* EXERCISE
Please lay out every line of the records below as a JSON list of strings, one string per line, leaving out blank lines.

* SUPPLIED INFORMATION
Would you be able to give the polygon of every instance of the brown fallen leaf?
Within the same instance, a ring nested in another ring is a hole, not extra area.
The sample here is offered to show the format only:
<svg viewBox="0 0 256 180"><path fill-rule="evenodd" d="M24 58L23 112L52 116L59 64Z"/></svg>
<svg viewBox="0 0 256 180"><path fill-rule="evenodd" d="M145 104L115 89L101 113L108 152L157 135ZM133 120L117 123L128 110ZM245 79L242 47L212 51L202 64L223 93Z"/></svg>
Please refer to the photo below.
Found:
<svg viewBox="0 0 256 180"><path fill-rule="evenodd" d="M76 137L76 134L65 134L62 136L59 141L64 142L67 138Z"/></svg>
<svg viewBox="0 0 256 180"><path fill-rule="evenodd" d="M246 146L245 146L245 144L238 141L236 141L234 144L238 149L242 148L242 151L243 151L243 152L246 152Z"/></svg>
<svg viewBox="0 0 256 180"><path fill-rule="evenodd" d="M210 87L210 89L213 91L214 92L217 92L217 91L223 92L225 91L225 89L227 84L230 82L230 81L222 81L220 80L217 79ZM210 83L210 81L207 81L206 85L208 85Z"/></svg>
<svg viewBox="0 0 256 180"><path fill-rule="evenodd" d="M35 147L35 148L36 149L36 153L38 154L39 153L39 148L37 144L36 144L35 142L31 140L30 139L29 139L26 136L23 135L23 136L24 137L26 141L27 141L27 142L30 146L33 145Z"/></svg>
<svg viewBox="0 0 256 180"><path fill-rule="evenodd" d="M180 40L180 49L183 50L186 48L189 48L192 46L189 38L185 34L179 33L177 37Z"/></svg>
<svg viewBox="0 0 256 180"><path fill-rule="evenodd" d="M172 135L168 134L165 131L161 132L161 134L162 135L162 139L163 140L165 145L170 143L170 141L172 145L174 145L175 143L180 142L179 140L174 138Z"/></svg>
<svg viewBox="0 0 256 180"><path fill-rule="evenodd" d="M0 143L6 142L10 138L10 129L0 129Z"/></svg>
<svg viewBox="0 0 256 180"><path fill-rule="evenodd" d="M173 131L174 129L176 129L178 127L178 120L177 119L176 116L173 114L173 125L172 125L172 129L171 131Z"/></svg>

* TASK RESULT
[
  "Would you be able to give the polygon of every instance of the brown fallen leaf?",
  "Within the same instance, a ring nested in another ring is a hole, not extra area.",
  "The sample here is offered to show the format only:",
  "<svg viewBox=\"0 0 256 180\"><path fill-rule=\"evenodd\" d=\"M24 58L23 112L52 116L59 64Z\"/></svg>",
  "<svg viewBox=\"0 0 256 180\"><path fill-rule=\"evenodd\" d=\"M145 104L115 89L101 113L108 152L157 135ZM133 120L117 123L128 110ZM245 79L242 47L212 51L202 64L223 93Z\"/></svg>",
  "Please refer to the photo below.",
  "Found:",
  "<svg viewBox=\"0 0 256 180\"><path fill-rule=\"evenodd\" d=\"M76 137L76 134L65 134L62 136L59 141L64 142L67 138Z\"/></svg>",
  "<svg viewBox=\"0 0 256 180\"><path fill-rule=\"evenodd\" d=\"M246 146L245 146L245 144L238 141L236 141L234 144L238 149L242 148L242 151L243 151L243 152L246 152Z\"/></svg>",
  "<svg viewBox=\"0 0 256 180\"><path fill-rule=\"evenodd\" d=\"M210 87L210 89L213 91L214 92L217 92L217 91L223 92L225 91L225 89L227 84L230 82L230 81L222 81L220 80L217 79ZM210 83L210 81L207 81L206 85L208 85Z\"/></svg>",
  "<svg viewBox=\"0 0 256 180\"><path fill-rule=\"evenodd\" d=\"M35 147L35 148L36 149L36 153L38 154L39 153L39 148L37 144L36 144L35 142L31 140L30 139L29 139L26 136L23 135L23 136L24 137L26 141L27 141L27 142L30 146L33 145Z\"/></svg>",
  "<svg viewBox=\"0 0 256 180\"><path fill-rule=\"evenodd\" d=\"M180 40L180 49L183 50L186 48L189 48L192 46L189 38L185 34L179 33L177 37Z\"/></svg>",
  "<svg viewBox=\"0 0 256 180\"><path fill-rule=\"evenodd\" d=\"M172 135L168 134L165 131L161 132L161 134L162 135L162 139L163 140L165 145L170 143L170 141L172 145L174 145L175 143L180 142L179 140L174 138Z\"/></svg>",
  "<svg viewBox=\"0 0 256 180\"><path fill-rule=\"evenodd\" d=\"M0 143L6 142L10 138L10 129L0 129Z\"/></svg>",
  "<svg viewBox=\"0 0 256 180\"><path fill-rule=\"evenodd\" d=\"M173 131L174 129L176 129L178 127L178 120L177 119L176 116L173 114L173 125L172 125L172 129L171 131Z\"/></svg>"
]